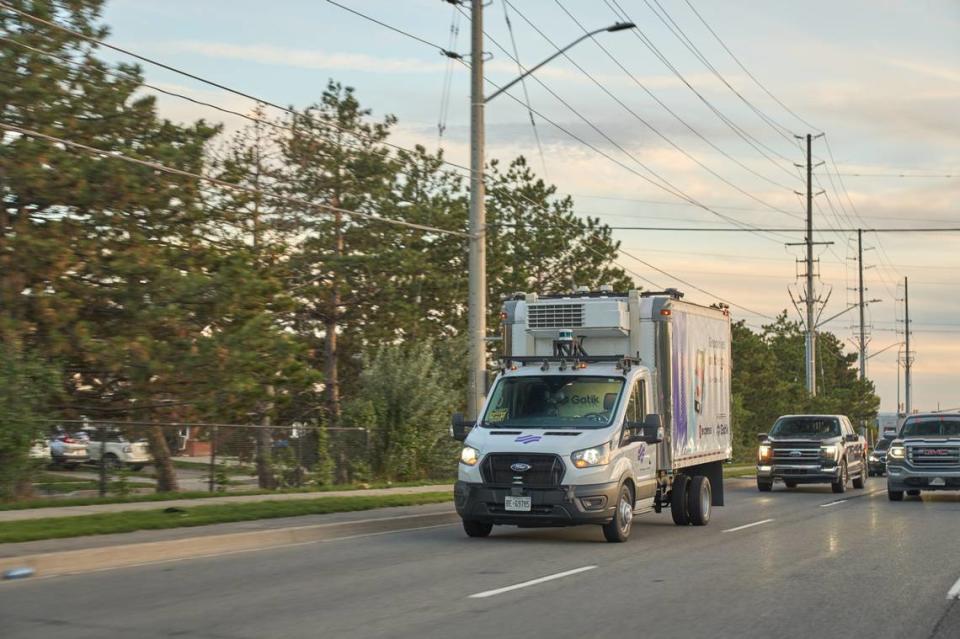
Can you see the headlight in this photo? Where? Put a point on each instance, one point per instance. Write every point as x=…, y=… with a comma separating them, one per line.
x=469, y=456
x=765, y=452
x=596, y=456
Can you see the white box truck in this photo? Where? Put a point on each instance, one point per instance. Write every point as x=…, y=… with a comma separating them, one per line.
x=606, y=405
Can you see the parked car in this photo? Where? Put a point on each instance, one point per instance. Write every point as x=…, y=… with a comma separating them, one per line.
x=40, y=450
x=877, y=460
x=811, y=449
x=118, y=451
x=67, y=451
x=924, y=456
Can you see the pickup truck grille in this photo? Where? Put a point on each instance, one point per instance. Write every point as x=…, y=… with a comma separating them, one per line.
x=546, y=471
x=799, y=453
x=932, y=455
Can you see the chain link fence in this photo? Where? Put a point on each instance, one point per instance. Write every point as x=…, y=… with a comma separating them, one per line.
x=121, y=458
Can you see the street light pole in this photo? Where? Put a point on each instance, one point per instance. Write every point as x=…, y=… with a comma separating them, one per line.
x=477, y=261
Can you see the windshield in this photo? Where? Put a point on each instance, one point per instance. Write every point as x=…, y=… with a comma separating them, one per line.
x=553, y=401
x=931, y=427
x=806, y=427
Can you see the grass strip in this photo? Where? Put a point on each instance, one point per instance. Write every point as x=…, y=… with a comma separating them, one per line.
x=107, y=523
x=59, y=502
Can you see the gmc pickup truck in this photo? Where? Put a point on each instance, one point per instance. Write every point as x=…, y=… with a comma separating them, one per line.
x=924, y=456
x=811, y=449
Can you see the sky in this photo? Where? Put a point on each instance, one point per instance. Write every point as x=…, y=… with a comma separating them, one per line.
x=671, y=116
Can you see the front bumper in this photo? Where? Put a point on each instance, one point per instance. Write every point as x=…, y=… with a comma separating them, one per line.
x=800, y=473
x=902, y=476
x=562, y=506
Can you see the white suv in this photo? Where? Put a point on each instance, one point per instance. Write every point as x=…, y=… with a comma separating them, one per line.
x=118, y=451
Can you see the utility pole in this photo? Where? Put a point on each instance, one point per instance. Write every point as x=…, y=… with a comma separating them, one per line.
x=907, y=390
x=477, y=313
x=863, y=336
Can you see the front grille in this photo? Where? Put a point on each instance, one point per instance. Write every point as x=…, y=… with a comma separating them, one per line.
x=796, y=453
x=555, y=316
x=933, y=455
x=546, y=471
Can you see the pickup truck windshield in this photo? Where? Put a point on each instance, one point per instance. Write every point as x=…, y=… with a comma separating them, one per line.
x=553, y=401
x=931, y=427
x=806, y=427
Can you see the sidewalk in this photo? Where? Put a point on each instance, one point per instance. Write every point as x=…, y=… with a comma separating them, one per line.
x=76, y=511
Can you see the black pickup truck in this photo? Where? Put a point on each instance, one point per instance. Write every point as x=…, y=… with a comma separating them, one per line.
x=811, y=449
x=925, y=455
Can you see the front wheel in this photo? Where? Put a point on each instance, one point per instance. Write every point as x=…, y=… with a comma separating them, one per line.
x=840, y=486
x=678, y=500
x=617, y=530
x=699, y=500
x=861, y=480
x=476, y=528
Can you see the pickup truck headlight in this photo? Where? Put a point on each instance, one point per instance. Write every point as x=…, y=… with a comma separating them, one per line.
x=596, y=456
x=765, y=453
x=469, y=456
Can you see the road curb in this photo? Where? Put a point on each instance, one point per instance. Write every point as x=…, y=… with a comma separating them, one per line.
x=107, y=557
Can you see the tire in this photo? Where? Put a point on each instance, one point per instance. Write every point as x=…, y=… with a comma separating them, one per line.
x=841, y=485
x=617, y=530
x=678, y=500
x=699, y=500
x=475, y=528
x=111, y=461
x=861, y=481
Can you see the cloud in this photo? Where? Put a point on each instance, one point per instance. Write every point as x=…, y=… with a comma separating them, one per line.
x=307, y=58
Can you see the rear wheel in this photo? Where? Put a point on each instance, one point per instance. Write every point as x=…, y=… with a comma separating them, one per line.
x=476, y=528
x=861, y=479
x=699, y=500
x=678, y=500
x=617, y=530
x=840, y=486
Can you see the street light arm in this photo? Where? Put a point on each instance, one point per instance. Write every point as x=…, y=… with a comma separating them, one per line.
x=616, y=27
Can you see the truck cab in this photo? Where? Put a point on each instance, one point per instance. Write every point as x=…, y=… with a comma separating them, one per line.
x=924, y=456
x=580, y=426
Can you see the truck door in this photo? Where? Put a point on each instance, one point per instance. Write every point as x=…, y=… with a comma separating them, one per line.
x=642, y=455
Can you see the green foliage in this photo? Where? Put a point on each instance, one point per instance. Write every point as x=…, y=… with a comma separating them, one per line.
x=406, y=397
x=768, y=381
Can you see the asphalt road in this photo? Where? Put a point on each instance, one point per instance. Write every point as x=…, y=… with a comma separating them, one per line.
x=821, y=565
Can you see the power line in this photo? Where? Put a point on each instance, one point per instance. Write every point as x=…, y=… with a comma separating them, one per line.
x=752, y=141
x=747, y=71
x=174, y=171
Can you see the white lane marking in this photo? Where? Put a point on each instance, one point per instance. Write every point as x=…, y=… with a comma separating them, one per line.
x=954, y=593
x=834, y=503
x=756, y=523
x=532, y=582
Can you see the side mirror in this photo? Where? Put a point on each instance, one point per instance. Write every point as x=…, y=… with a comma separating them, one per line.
x=459, y=429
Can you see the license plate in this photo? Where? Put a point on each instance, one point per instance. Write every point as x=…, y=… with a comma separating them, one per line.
x=518, y=504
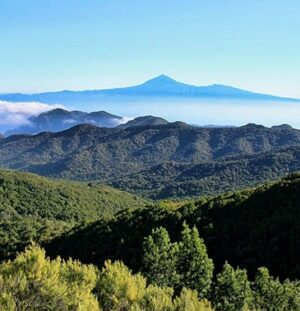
--------------------
• _Set exercise_
Show each line of the listing above that contains the word "wheel", copying every such line in full.

• _Exercise result_
Can you see the front wheel in this photo? Where? Put a point on each instance, one point per instance. Write every point as x=…, y=… with a comma separating them, one per line.
Can you see the rear wheel in this photo? Where? Put a point on each instance, one point per instance. Write every point as x=…, y=… with a comma separating them, one per line.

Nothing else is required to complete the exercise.